Lay out the lines below, from the first line of the rows through the line that contains "column 101, row 136", as a JSON list of strings with one string per line, leaving out blank lines and the pictures.
Start of Stored data
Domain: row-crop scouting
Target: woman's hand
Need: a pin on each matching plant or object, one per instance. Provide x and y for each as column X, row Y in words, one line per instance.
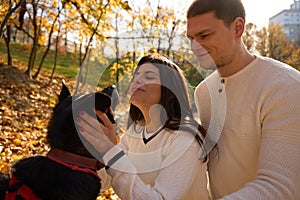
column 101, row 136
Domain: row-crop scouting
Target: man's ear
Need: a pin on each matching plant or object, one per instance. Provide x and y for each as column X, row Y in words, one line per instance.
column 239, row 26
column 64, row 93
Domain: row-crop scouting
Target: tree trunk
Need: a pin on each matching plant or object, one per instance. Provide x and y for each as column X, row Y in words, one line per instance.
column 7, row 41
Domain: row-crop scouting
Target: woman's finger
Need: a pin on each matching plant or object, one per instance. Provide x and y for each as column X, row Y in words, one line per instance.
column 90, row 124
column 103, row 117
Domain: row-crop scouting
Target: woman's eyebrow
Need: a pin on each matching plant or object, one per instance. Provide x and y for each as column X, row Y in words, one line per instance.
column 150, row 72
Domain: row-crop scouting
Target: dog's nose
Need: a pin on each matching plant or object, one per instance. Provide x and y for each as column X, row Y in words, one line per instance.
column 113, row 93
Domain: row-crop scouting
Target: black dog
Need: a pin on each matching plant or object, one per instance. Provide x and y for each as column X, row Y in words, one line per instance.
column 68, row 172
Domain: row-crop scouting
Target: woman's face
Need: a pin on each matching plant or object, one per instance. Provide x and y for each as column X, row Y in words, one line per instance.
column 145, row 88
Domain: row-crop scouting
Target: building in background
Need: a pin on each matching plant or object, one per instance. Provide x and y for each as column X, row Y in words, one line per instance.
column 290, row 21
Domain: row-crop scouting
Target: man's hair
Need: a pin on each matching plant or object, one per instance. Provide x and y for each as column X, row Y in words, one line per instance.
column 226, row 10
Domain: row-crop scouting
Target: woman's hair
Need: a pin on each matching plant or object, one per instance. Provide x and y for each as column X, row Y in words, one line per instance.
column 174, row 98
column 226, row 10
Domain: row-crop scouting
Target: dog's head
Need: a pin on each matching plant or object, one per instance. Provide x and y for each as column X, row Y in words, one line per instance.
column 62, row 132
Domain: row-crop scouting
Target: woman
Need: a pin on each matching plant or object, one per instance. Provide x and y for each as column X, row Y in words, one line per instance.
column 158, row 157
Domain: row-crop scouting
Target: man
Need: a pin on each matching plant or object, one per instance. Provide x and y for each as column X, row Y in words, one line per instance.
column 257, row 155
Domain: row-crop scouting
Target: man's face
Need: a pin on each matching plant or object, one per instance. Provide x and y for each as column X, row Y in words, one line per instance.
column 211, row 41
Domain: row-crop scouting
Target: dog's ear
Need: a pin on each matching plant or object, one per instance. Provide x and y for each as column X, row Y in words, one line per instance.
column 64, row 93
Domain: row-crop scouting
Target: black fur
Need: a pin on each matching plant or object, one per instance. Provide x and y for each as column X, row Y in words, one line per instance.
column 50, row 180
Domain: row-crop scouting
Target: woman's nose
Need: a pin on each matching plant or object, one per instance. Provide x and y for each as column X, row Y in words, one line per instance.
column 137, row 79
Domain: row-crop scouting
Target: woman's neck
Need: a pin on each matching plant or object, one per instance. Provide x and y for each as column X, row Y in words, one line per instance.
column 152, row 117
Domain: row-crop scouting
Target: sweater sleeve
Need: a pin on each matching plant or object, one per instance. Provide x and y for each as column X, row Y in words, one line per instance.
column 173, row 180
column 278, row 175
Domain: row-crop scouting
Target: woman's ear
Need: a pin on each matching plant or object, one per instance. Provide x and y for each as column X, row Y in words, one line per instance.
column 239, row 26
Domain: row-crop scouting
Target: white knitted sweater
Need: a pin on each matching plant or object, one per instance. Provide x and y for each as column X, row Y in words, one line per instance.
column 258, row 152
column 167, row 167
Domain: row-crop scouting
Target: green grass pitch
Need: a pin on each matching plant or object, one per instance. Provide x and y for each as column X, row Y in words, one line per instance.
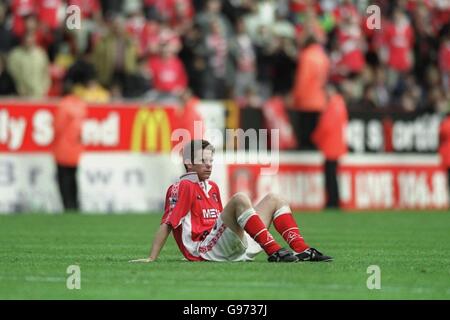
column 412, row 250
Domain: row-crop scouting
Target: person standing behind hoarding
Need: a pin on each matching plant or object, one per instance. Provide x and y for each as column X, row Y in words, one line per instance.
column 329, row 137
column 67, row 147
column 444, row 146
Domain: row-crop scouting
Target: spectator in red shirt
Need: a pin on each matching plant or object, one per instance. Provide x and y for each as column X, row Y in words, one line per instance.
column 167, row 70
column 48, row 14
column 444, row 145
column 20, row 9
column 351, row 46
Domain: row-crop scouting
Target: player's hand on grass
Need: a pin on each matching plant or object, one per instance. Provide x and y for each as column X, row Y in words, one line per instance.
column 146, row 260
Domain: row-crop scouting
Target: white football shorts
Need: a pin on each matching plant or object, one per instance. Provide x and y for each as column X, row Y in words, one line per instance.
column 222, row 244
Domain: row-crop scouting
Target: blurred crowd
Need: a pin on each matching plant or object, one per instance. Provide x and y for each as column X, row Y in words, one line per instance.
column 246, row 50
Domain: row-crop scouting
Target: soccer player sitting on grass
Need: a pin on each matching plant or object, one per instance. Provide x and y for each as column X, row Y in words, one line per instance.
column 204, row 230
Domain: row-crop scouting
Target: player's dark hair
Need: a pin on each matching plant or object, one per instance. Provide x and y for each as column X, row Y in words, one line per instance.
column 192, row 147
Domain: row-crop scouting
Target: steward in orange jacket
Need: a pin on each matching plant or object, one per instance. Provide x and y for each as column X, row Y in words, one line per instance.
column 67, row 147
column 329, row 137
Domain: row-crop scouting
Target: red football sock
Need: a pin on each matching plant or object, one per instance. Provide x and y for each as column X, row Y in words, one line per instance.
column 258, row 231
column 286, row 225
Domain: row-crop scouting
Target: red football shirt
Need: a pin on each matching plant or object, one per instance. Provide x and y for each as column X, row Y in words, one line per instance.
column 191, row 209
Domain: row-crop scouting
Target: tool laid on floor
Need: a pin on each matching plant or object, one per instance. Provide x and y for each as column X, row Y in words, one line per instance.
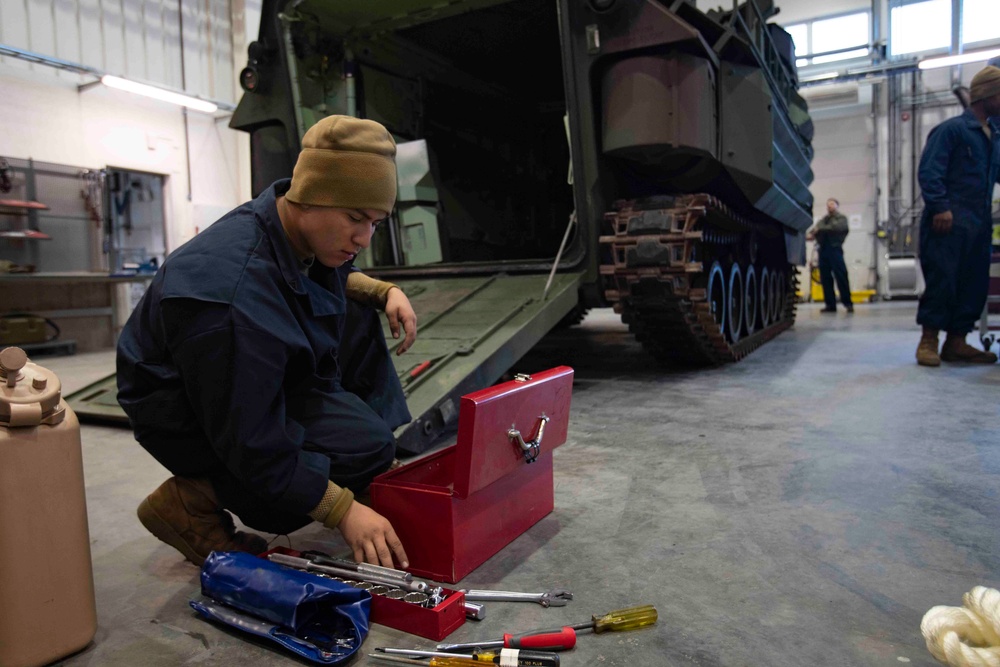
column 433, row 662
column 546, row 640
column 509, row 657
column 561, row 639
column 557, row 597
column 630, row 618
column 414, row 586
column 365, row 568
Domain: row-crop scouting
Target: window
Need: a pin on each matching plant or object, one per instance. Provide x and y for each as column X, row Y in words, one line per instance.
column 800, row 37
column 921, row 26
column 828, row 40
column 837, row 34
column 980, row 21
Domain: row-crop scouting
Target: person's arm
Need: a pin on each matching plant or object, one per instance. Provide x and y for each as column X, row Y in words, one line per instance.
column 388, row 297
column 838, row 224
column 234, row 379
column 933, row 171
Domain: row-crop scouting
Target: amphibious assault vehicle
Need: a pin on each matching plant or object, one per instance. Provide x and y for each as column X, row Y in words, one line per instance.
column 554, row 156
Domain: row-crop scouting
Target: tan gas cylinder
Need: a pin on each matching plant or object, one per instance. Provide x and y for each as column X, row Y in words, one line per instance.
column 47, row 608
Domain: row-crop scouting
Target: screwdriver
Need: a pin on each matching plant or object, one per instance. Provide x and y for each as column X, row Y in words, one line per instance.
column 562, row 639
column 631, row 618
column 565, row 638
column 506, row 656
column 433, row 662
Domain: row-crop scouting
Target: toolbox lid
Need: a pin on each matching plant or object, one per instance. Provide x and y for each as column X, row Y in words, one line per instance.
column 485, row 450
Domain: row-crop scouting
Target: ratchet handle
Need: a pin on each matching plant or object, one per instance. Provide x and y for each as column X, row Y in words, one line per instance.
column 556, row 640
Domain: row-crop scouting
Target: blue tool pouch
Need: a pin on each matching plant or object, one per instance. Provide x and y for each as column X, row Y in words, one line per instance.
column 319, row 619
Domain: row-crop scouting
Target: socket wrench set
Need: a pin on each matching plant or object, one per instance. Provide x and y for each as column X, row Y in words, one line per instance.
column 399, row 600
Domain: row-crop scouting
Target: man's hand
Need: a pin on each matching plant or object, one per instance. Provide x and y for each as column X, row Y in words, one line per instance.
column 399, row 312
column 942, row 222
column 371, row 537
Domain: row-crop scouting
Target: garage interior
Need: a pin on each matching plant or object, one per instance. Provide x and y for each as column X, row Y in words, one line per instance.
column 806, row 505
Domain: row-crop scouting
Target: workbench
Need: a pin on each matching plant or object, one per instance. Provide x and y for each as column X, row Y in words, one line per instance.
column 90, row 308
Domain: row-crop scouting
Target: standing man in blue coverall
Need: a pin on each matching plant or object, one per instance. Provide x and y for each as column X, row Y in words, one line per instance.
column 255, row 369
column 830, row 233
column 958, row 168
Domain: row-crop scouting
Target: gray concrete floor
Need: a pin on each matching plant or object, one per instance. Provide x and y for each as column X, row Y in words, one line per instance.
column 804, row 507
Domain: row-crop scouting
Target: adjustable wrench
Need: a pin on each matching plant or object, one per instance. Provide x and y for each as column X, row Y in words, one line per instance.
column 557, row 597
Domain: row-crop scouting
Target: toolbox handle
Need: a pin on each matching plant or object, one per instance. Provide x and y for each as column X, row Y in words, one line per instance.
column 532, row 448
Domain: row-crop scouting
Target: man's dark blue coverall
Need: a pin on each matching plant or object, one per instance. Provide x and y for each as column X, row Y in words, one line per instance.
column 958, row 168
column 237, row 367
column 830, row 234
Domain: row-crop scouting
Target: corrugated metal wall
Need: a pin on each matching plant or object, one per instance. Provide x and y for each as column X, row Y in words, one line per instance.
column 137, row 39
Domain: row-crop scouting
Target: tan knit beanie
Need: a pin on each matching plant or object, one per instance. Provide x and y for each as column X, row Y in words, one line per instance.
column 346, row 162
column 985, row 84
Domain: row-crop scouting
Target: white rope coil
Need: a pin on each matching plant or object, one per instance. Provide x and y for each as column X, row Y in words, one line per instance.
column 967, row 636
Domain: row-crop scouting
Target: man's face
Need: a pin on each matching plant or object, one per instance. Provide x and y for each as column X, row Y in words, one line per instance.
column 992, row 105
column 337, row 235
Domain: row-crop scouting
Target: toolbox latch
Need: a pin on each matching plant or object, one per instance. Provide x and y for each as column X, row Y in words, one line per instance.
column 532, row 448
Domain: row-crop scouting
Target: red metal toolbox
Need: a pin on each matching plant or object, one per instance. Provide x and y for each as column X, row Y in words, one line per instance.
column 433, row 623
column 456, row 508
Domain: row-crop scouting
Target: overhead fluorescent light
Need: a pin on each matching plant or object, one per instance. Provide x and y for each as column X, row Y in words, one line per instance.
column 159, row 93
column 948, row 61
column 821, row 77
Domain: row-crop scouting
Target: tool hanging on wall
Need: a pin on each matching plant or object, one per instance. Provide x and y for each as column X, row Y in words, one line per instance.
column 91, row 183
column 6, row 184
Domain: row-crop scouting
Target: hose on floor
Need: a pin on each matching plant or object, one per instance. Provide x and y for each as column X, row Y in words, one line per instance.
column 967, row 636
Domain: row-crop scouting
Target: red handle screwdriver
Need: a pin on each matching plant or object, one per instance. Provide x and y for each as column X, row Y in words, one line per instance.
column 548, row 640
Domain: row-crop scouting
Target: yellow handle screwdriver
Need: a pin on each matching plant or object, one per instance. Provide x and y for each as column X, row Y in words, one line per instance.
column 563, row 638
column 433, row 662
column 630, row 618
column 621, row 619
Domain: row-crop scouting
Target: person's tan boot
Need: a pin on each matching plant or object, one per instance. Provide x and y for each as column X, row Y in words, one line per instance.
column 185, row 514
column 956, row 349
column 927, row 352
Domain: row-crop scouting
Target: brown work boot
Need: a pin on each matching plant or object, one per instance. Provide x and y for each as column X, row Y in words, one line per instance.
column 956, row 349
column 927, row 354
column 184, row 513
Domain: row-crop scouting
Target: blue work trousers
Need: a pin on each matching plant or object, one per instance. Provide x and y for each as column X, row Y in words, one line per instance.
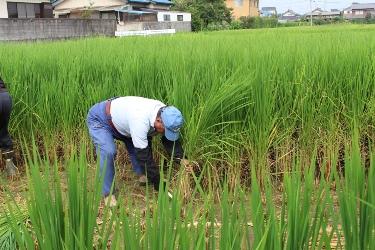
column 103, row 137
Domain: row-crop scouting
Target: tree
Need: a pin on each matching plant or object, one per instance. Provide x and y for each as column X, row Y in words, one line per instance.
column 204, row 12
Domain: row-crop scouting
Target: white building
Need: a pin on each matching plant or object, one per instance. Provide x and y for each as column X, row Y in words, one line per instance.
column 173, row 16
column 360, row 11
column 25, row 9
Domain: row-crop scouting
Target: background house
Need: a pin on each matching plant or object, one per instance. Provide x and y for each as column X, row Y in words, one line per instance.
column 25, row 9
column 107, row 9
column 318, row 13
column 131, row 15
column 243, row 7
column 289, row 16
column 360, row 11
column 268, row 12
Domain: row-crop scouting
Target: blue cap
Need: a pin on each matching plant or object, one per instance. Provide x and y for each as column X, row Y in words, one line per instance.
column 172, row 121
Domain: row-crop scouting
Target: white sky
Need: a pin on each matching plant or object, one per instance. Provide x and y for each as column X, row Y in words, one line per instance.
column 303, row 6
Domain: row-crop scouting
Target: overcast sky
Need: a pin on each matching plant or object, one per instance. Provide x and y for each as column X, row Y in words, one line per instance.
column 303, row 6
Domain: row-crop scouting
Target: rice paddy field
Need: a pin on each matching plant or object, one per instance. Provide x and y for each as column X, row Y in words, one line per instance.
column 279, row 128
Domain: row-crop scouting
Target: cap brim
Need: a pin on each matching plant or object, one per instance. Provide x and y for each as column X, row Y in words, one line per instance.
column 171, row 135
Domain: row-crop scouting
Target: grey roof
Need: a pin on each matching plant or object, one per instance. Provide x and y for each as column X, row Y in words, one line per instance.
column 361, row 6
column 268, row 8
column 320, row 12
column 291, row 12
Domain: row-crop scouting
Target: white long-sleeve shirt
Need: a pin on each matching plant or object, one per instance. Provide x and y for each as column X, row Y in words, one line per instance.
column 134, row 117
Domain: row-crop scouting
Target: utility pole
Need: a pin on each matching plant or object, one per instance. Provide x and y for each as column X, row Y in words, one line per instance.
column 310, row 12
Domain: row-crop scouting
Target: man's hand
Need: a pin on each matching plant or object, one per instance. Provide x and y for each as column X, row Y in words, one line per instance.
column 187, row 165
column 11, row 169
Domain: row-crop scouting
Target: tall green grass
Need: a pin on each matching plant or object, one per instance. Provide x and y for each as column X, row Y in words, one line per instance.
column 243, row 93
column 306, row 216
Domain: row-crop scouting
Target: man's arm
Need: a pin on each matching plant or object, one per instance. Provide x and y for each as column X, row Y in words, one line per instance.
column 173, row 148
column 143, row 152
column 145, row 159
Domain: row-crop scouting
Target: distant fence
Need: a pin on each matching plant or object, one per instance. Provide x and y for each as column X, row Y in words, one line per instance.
End of Stored data
• Answer to this problem
[
  "Domain: row-crop scouting",
  "Target: woman's hand",
  "Need: a pin on each matching plant or object, one per instance. Provide x and y for each as column X, row Y in words, one line per instance.",
  "column 101, row 136"
]